-- DATA FOR ANALYSIS follows --
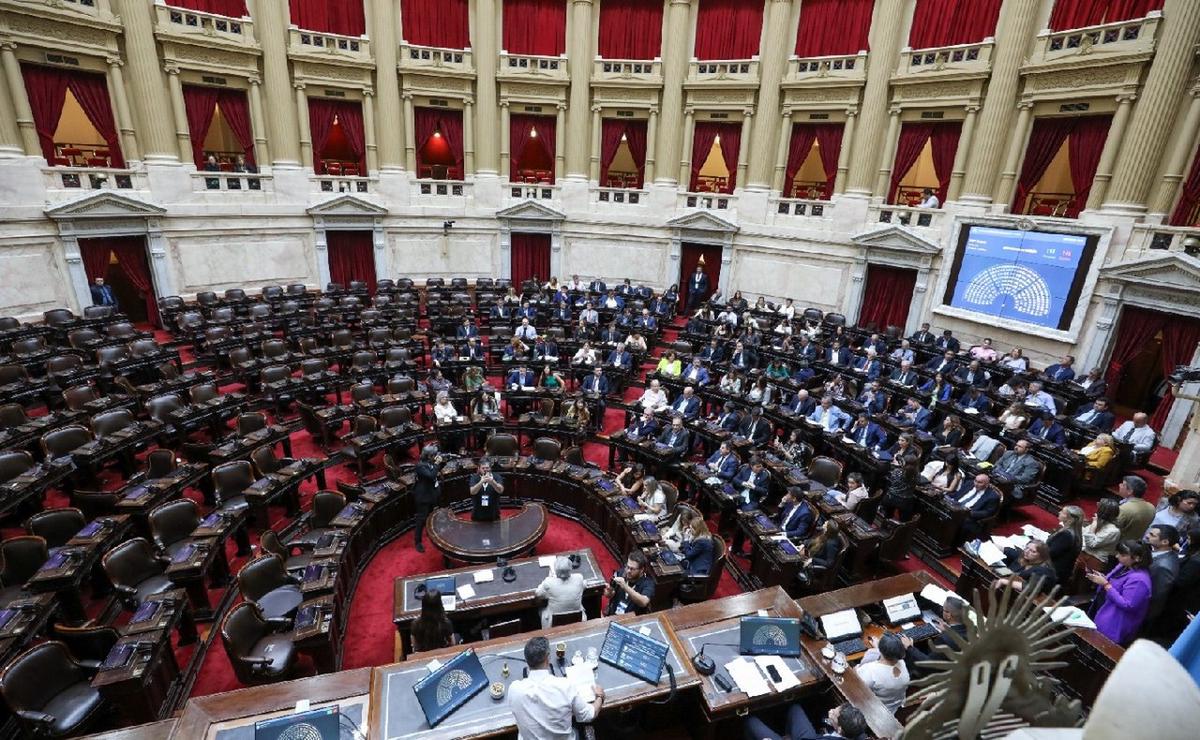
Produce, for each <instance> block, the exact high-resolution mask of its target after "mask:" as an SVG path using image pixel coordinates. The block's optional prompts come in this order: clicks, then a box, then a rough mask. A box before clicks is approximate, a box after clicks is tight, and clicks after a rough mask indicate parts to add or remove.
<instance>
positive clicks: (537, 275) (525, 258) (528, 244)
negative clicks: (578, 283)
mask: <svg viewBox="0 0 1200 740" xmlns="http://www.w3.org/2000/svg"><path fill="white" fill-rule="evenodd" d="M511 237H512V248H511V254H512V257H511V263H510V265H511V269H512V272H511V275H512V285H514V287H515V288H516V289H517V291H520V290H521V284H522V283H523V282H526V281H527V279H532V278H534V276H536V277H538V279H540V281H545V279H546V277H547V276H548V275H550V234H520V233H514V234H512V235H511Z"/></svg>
-- DATA FOR ANALYSIS concluded --
-- DATA FOR ANALYSIS follows --
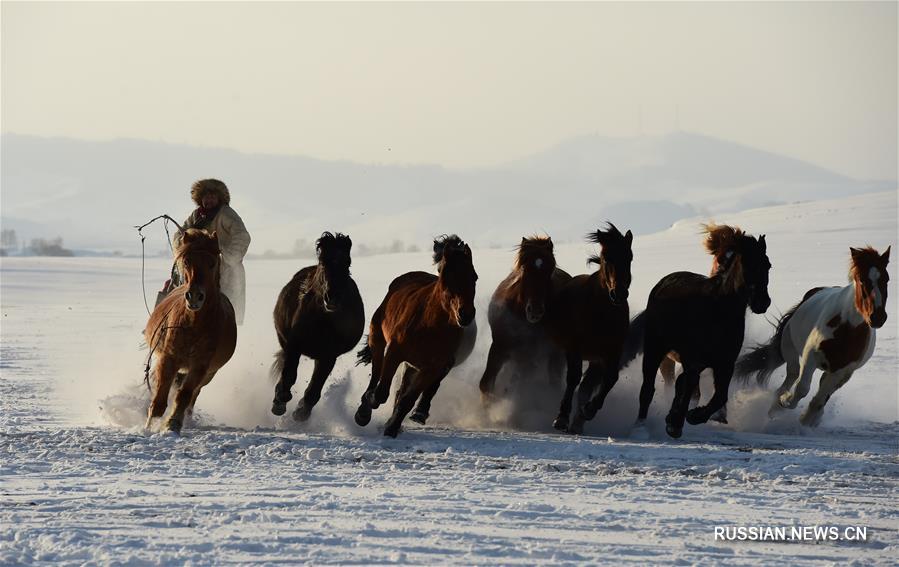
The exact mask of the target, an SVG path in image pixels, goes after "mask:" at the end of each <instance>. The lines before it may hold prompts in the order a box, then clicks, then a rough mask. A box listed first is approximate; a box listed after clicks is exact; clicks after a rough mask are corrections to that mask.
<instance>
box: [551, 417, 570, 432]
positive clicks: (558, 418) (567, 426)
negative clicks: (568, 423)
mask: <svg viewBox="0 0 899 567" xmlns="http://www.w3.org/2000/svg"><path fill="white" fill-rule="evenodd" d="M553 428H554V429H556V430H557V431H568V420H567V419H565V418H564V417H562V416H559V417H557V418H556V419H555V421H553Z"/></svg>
-- DATA FOR ANALYSIS concluded --
-- DATA FOR ANALYSIS follows --
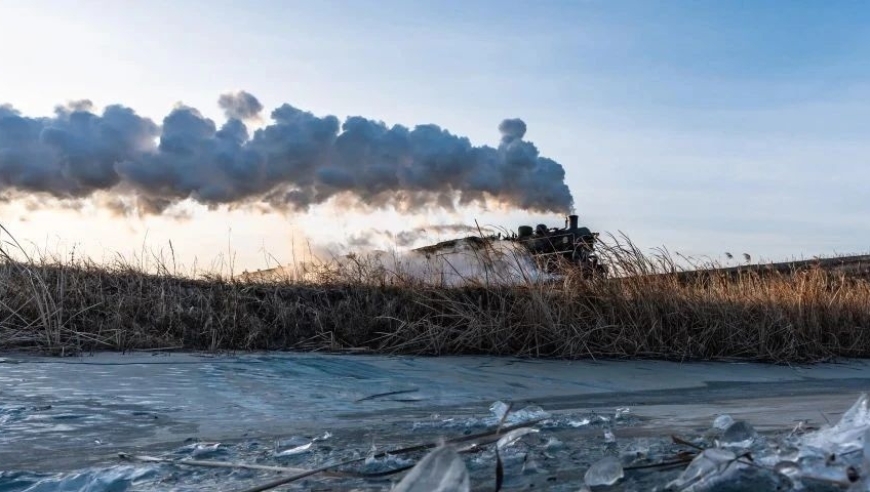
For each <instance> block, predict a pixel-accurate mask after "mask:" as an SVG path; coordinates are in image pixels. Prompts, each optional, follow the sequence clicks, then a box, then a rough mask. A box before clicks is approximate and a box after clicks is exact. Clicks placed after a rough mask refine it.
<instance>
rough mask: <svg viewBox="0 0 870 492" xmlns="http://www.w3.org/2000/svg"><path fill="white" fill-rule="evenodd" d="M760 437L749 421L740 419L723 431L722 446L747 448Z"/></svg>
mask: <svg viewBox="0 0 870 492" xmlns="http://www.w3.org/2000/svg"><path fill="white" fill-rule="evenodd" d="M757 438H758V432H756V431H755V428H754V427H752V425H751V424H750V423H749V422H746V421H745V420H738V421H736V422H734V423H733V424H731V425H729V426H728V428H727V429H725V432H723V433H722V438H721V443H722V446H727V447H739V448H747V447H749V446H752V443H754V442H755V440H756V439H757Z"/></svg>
-- DATA FOR ANALYSIS concluded --
TO-DO ITEM. Format the lines from the one with "For each <instance> block, predict" up to and including the one with "rough mask: <svg" as a JSON list of strings, one string per line, with any blank lines left out.

TASK OUTPUT.
[
  "For each <instance> block, predict a pixel-accurate mask after \"mask:\" as an SVG path; coordinates are in image pixels. Prompts, each optional, follow the sequence clicks, then a box, then a rough mask. A box before clicks is approximate and a box after clicks is exact. Clicks placed after a rough mask refine it.",
  "<instance>",
  "rough mask: <svg viewBox=\"0 0 870 492\" xmlns=\"http://www.w3.org/2000/svg\"><path fill=\"white\" fill-rule=\"evenodd\" d=\"M760 437L749 421L740 419L723 431L722 446L747 448Z\"/></svg>"
]